**Work to be completed**. Please reproduce every entry below without omitting a single line.

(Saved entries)
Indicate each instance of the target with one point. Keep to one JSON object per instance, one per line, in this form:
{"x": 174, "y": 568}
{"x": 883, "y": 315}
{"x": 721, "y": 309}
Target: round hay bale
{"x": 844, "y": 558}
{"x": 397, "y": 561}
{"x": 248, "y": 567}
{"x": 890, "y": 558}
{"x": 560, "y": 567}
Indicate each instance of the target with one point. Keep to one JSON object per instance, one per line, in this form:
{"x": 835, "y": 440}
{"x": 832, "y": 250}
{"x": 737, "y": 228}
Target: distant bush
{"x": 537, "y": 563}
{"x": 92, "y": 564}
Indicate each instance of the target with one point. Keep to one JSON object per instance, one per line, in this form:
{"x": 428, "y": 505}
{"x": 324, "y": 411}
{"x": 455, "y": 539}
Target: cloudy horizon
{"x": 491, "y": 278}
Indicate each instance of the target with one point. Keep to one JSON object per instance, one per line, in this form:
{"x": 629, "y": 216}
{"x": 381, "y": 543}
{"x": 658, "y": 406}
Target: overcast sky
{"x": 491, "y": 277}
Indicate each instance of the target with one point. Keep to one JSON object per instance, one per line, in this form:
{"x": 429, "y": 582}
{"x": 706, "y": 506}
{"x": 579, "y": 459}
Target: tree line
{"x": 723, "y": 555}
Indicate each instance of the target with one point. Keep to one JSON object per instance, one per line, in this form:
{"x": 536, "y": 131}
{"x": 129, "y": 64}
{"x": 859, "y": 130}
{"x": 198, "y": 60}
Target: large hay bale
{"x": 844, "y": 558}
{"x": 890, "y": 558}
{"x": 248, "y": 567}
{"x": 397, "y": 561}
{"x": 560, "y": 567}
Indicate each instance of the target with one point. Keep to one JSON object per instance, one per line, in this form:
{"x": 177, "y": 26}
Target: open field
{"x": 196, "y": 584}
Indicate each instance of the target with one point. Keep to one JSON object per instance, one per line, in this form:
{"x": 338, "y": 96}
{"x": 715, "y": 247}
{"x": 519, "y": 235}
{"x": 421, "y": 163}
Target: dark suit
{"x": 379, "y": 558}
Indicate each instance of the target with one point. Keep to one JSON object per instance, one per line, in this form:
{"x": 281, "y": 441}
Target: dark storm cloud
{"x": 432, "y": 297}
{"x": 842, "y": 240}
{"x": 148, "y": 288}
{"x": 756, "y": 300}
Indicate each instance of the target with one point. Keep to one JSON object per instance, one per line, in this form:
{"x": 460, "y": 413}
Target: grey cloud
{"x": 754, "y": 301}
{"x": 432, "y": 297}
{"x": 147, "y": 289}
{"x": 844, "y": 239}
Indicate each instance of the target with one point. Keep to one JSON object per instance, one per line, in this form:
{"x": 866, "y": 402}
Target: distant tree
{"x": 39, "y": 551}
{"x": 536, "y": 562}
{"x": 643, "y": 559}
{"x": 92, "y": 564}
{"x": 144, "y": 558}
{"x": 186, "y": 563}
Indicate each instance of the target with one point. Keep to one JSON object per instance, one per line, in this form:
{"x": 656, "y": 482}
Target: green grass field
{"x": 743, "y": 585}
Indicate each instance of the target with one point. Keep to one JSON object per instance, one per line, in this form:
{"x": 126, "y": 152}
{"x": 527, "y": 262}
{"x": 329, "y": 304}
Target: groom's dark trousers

**Your response**.
Indicate each instance of the target with one point. Keep to one JSON object per instance, one per line, in this form:
{"x": 174, "y": 568}
{"x": 883, "y": 315}
{"x": 721, "y": 309}
Target: round hay bale
{"x": 844, "y": 558}
{"x": 397, "y": 561}
{"x": 248, "y": 567}
{"x": 890, "y": 558}
{"x": 560, "y": 567}
Indicate each instance of the target with one point. Keep to one JSON object per instance, one per line, in this form:
{"x": 835, "y": 440}
{"x": 832, "y": 250}
{"x": 737, "y": 228}
Target: distant bush
{"x": 537, "y": 563}
{"x": 92, "y": 564}
Indicate each instance of the target with one point. Keep to one JSON object per instance, one per line, in this form:
{"x": 428, "y": 505}
{"x": 324, "y": 411}
{"x": 455, "y": 539}
Target: cloudy horizon
{"x": 491, "y": 278}
Indicate each instance of the target with one point. Keep to one JSON object per instance, one per line, in this form:
{"x": 629, "y": 216}
{"x": 381, "y": 543}
{"x": 658, "y": 406}
Target: overcast sky
{"x": 491, "y": 277}
Indicate each instance of the target with one point. Keep to one JSON object per instance, one per line, in this form:
{"x": 429, "y": 582}
{"x": 706, "y": 506}
{"x": 579, "y": 459}
Target: tree line
{"x": 723, "y": 555}
Indicate each instance of the target with one point. Keep to one JSON object per instance, one per line, in this form:
{"x": 536, "y": 131}
{"x": 129, "y": 64}
{"x": 859, "y": 130}
{"x": 198, "y": 60}
Target: large hay bale
{"x": 844, "y": 558}
{"x": 890, "y": 558}
{"x": 248, "y": 567}
{"x": 397, "y": 561}
{"x": 560, "y": 567}
Indicate each instance of the target with one point. Keep to one JSON object per instance, one per line, in this form:
{"x": 177, "y": 26}
Target: open field
{"x": 196, "y": 584}
Indicate each instance of the target with one point. Keep to one JSON object per instance, one per line, in this form:
{"x": 338, "y": 96}
{"x": 715, "y": 247}
{"x": 519, "y": 235}
{"x": 421, "y": 163}
Target: dark suit
{"x": 379, "y": 558}
Indicate each instance of the target with one point. Keep to one JSON object per instance, one per line, in this form:
{"x": 281, "y": 441}
Target: dark storm cloud
{"x": 432, "y": 297}
{"x": 842, "y": 240}
{"x": 148, "y": 288}
{"x": 756, "y": 300}
Indicate each instance of the target with one point. Keep to one JSON object per instance, one per line, in this form:
{"x": 460, "y": 413}
Target: grey cloud
{"x": 754, "y": 301}
{"x": 432, "y": 297}
{"x": 147, "y": 289}
{"x": 844, "y": 239}
Indicate each instance of the target with one point. Keep to one JSON object per instance, one per line, in this form:
{"x": 866, "y": 402}
Target: distant tree
{"x": 39, "y": 551}
{"x": 536, "y": 562}
{"x": 643, "y": 559}
{"x": 92, "y": 564}
{"x": 144, "y": 558}
{"x": 186, "y": 563}
Indicate each instance of the target with one point. Keep to one JSON object per instance, one per line, in this form:
{"x": 656, "y": 482}
Target: green grass field
{"x": 743, "y": 585}
Indicate each instance of the target with one point. Keep to one JSON object per instance, one per line, in this form:
{"x": 126, "y": 152}
{"x": 527, "y": 262}
{"x": 329, "y": 304}
Target: groom's dark trousers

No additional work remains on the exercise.